__Exercise objective__
Reproduce each of the following records without any deviation.

─── Data extracts ───

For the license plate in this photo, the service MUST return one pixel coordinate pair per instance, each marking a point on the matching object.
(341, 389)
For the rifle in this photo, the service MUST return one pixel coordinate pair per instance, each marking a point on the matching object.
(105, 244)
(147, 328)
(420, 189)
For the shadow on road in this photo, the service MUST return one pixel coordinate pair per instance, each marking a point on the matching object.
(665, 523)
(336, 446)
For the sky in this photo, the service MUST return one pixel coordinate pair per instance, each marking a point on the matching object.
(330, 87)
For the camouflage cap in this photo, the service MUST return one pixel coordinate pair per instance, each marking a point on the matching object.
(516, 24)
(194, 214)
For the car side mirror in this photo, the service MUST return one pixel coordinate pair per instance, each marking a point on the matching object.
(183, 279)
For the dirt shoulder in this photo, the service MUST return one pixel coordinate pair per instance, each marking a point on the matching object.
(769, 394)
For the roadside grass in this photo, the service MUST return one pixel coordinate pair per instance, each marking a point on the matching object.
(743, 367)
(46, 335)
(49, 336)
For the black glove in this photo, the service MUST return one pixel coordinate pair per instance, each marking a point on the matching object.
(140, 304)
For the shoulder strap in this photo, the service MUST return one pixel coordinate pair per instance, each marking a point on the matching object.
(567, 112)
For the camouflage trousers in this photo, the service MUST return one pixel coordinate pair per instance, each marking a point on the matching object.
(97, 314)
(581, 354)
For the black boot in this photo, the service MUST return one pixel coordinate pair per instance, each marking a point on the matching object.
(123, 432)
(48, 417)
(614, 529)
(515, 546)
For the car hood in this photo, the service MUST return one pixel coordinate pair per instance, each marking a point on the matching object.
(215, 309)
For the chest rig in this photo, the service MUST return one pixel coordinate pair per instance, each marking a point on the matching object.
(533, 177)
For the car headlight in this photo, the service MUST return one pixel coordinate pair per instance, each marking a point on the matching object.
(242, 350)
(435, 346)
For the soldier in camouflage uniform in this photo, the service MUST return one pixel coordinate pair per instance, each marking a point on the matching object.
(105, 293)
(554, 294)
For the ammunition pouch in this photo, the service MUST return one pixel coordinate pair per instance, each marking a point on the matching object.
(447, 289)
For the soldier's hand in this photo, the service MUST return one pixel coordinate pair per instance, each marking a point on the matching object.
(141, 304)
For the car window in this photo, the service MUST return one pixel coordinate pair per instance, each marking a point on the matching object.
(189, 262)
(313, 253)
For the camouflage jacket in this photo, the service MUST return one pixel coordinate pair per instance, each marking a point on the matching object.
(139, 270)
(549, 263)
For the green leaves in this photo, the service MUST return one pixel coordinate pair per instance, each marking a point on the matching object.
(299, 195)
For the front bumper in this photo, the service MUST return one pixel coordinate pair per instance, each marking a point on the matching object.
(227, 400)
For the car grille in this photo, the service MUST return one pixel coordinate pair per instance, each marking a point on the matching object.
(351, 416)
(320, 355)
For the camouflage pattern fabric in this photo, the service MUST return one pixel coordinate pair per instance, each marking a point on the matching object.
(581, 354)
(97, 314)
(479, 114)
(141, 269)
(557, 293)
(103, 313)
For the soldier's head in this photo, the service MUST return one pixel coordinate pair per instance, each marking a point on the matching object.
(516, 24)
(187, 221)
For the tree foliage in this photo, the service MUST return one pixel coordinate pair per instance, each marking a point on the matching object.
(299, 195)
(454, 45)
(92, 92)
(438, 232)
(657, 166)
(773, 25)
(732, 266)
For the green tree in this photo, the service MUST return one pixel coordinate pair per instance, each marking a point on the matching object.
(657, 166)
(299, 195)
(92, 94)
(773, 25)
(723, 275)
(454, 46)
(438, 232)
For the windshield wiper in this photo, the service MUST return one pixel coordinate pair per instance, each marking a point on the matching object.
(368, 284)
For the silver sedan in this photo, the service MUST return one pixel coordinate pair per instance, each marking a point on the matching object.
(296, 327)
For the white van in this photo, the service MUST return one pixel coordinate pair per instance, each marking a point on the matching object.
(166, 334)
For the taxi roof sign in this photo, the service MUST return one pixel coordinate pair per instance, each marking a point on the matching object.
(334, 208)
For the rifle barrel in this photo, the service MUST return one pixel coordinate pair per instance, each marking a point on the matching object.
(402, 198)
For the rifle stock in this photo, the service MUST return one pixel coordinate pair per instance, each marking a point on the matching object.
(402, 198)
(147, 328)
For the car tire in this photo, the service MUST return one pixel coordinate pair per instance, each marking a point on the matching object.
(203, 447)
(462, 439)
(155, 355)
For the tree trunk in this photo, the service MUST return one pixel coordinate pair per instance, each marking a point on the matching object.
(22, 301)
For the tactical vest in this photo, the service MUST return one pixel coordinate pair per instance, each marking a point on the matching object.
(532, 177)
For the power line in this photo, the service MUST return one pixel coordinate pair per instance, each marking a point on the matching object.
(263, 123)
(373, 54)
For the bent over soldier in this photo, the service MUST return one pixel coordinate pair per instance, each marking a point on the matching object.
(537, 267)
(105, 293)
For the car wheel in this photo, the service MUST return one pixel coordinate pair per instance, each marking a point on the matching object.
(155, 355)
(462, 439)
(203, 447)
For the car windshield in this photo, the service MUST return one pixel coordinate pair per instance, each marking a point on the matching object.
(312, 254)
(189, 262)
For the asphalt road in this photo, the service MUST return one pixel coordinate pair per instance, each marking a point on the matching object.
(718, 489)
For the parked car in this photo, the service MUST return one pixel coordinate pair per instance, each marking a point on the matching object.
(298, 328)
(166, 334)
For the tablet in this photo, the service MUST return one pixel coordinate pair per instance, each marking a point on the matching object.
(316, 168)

───

__Answer to the problem__
For the license plate in this photo, the service MUST return one pixel coordinate pair per instance, each marking a point on the matching object.
(341, 389)
For the rifle in this photo, the service MUST return one pixel coordinate pair per instance, each marking a point on the matching object.
(105, 244)
(147, 328)
(420, 189)
For the shadow on road in this photo, the service MUST return one pixel coordinate pair per instance, each marking a point on the matching object.
(665, 523)
(336, 446)
For the sky in this photo, the service MUST return one pixel coordinate pair per instance, each marking a point on the matching object.
(330, 87)
For the camouflage cap in this photo, the service MUST return one pixel coordinate pair per instance, each marking a point on the matching object.
(516, 24)
(194, 214)
For the car side mirror in this photo, the service MUST return one pixel coordinate pair per instance, each marking a point on the matching object.
(183, 279)
For the dirt shoulder in this photo, the service MUST return one pixel coordinate pair per instance, each marking a point on the matching object.
(769, 394)
For the roadside grass in this photo, the service MUST return one pixel coordinate pair per instance, each marking a point on the matching object.
(743, 367)
(46, 335)
(49, 336)
For the black glove in this photo, the service MUST return one pixel coordinate pair per instance, each marking a point on the matching object.
(140, 304)
For the shoulder strap in this photo, the service MUST return one pixel coordinate pair per instance, each marking a point on the matching object.
(567, 112)
For the camouflage trousers in this photo, the service MUST return one pixel coordinate pair per instance, each marking a point on the matching object.
(97, 314)
(581, 354)
For the black boot in this photo, the service MUST return one pixel coordinate pair per instance, each marking a point on the matching object.
(123, 432)
(48, 417)
(614, 529)
(515, 546)
For the car hood in this photo, the service MUST return one pixel coordinate pair per instance, each marking a point on the matching object.
(215, 309)
For the chest rig in this photo, the service MUST return one pixel coordinate pair per instance, each marking a point on the matching object.
(533, 177)
For the car headlight in this photo, the service MUST return one pixel coordinate pair per instance, each marking a point on the matching object.
(242, 350)
(435, 346)
For the soldier in camouflage uniform in this photo, the service MUST return one pixel coordinate pair per instance, each marking a point on the matching object.
(105, 293)
(554, 294)
For the ammunition pouch in this photo, the service MUST return one pixel coordinate pair per instance, each marking a point on the matching object.
(447, 289)
For the soldier's hand in this photo, the service MUST return one pixel coordinate pair per instance, each marking a point on the matching object.
(141, 304)
For the car window in this photo, the service MUST return one pixel coordinate pair per instance, each marking a point on the matching object.
(189, 262)
(313, 253)
For the camouflage jacket in this photo, the service MUST return one pixel coordinate pair per instance, each marking a point on the matching object.
(139, 270)
(549, 263)
For the green leaves in this photo, the service MUST return one pixel coordinate pair per instance, each marking a point on the matching object.
(299, 195)
For the front bumper in this photo, the service MUST return one pixel coordinate pair per instance, each marking a point on the matching object.
(227, 400)
For the car grille in this photo, the service MUST return one pixel coordinate pair per instance, each marking a point on the matching object.
(351, 416)
(320, 355)
For the camouflage pattern fabric in this photo, the service MUST return one pixel coordinate pair per instance, each marking a point on the matching object.
(581, 354)
(97, 314)
(479, 114)
(141, 269)
(557, 293)
(103, 313)
For the soldier's head in this photo, the service MUST return one pixel coordinate pair per instance, each marking a point on the matching object.
(516, 24)
(187, 221)
For the tree foliage in this photo, the service MUST return one pixel coordinate pair per instance, each marking a point on the matching object.
(299, 195)
(454, 45)
(92, 92)
(438, 232)
(657, 166)
(773, 25)
(732, 266)
For the green tree in this photo, the service MUST return one pixel coordinate pair per instance, each marking a point on the matching object.
(657, 166)
(299, 195)
(92, 94)
(773, 25)
(723, 275)
(454, 46)
(438, 232)
For the windshield wiper in this photo, the service MUST return one pixel coordinate pair per instance, each marking a point on the matching object.
(368, 284)
For the silver sedan in this photo, the service MUST return one pixel coordinate pair per instance, each marking a point on the matching object.
(296, 327)
For the white van in this photo, the service MUST return one pixel coordinate pair per instance, each marking a point on the matching object.
(166, 334)
For the taxi roof sign in this photo, the service MUST return one pixel coordinate pair per instance, each marking a point on the matching object.
(334, 208)
For the rifle barrel in this photo, the service MUST return one pixel coordinate pair per instance, each marking a point on the matching object.
(402, 198)
For the rifle stock in this photo, the service MUST return one pixel coordinate pair per instance, each marking a point on the matching object.
(402, 198)
(147, 328)
For the car tire in this photo, the service MUST return one pixel coordinate pair per instance, each marking a point on the matching object.
(203, 447)
(462, 439)
(155, 355)
For the tree trunk in this photo, the service MUST return one pixel coordinate pair per instance, each marking a point on the matching object.
(22, 301)
For the tactical vest in this photo, the service MUST return one pixel coordinate pair per instance, each marking a point on the matching object.
(532, 177)
For the power line in this photo, the service MUST return one pixel coordinate pair per instance, each marking a point on the matching object.
(263, 123)
(373, 54)
For the bent over soldier in this photo, the service MUST return one pixel coordinate pair per instance, each marking a point on the matching object.
(537, 267)
(105, 293)
For the car wheel in this photo, the service MUST return one pixel coordinate pair per instance, each marking a point on the matching object.
(155, 355)
(462, 439)
(203, 447)
For the car windshield in this photo, the service MUST return one pixel coordinate pair per instance, each marking a point on the matching object.
(312, 254)
(189, 262)
For the asphalt road in this photo, the service MUST return one pixel coordinate pair per instance, each marking a point on the matching object.
(718, 489)
For the parked car in this photo, the service MUST return one pixel coordinate pair per instance, each marking a point on the matching object.
(298, 328)
(166, 334)
For the tablet in this photo, the service MUST return one pixel coordinate pair per instance, each marking a point on the matching object.
(316, 168)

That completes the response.